**ENUNCIADO A:** Filtre os registos e copie todas as linhas que contêm a palavra "tree".

Escusado será dizer que, decorridos tantos anos após a minha saída daquela terra, não foi sem comoção e agrado saber que o meu nome se mantém nos ficheiros municipais de Castro Verde, sem que sobre ele se tenha aposto o carimbo de «persona non grata», apesar de, enquanto ali residi, tornar públicas na imprensa regional, v.g. «Diário do Alentejo» as minhas discordâncias sobre certas decisões políticas locais. Nem podia ser de outra forma. Só pessoas incivilizadas são capazes de segregar e minimizar aqueles que connosco discordam, não se dando conta que é na diversidade de pensamento e ação que podemos contribuir para os melhoramentos locais e uma sadia relação humana.
Devido à idade e à distância geográfica (que não afetiva) que separa CASTRO VERDE de CASTRO DAIRE (dois «castros» com razões sobejas para promoverem a sua GEMINAÇÃO em torno da BATALHA DE OURIQUE, como sugiro no meu livro «Afonso Henriques, História e Lenda») declinei o amável CONVITE e justifiquei as razões disso, aludindo ao CONTRIBUTO que, no exercício da minha profissão e cidadania, sempre dei nestes dois concelhos por forma a que os PODERES consignados na CONSTITUIÇÃO PORTUGUESA, não só fossem consolidados, mas também alargados, nomeadamente cumprindo-se o grande desígnio nacional da REGIONALIZAÇÃO que tarda a chegar.

**REGISTOS GUARDADOS:**
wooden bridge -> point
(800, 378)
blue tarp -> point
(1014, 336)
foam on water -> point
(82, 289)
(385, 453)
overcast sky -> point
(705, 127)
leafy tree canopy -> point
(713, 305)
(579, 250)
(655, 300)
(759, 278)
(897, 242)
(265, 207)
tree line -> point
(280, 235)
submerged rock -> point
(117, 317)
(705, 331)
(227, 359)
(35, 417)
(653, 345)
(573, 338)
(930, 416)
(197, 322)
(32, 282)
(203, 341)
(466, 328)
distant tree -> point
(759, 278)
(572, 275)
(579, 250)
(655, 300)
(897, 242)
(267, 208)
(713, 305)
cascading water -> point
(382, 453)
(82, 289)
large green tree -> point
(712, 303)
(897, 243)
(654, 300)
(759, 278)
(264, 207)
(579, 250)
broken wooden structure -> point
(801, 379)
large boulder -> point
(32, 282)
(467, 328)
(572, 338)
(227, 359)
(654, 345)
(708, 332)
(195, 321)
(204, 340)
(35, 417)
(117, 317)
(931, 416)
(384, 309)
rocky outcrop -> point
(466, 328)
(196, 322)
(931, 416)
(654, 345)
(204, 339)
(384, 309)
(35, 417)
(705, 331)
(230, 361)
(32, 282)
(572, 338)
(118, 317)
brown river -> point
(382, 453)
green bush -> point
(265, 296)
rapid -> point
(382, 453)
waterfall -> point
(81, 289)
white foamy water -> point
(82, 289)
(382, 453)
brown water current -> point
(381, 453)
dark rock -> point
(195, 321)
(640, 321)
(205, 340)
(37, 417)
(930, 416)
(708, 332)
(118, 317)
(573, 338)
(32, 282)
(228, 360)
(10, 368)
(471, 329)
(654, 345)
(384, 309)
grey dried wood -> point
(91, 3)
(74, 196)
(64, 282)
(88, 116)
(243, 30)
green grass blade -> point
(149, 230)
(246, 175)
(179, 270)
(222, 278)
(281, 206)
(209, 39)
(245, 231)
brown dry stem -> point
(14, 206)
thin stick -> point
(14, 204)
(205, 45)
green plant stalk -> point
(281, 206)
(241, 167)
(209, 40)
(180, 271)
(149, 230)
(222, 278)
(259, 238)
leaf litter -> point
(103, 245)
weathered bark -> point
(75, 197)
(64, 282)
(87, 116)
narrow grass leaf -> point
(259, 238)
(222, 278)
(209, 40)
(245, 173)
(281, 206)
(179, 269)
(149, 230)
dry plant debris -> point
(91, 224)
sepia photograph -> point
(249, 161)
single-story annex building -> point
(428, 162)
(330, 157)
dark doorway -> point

**ENUNCIADO B:** Transcreva fielmente, do texto sobre Castro Verde e Castro Daire, o trecho que vai de "Devido à idade" até "tarda a chegar.".

**RESULTADO CORRETO A:**
leafy tree canopy -> point
tree line -> point
distant tree -> point
large green tree -> point

**RESULTADO CORRETO B:**
Devido à idade e à distância geográfica (que não afetiva) que separa CASTRO VERDE de CASTRO DAIRE (dois «castros» com razões sobejas para promoverem a sua GEMINAÇÃO em torno da BATALHA DE OURIQUE, como sugiro no meu livro «Afonso Henriques, História e Lenda») declinei o amável CONVITE e justifiquei as razões disso, aludindo ao CONTRIBUTO que, no exercício da minha profissão e cidadania, sempre dei nestes dois concelhos por forma a que os PODERES consignados na CONSTITUIÇÃO PORTUGUESA, não só fossem consolidados, mas também alargados, nomeadamente cumprindo-se o grande desígnio nacional da REGIONALIZAÇÃO que tarda a chegar.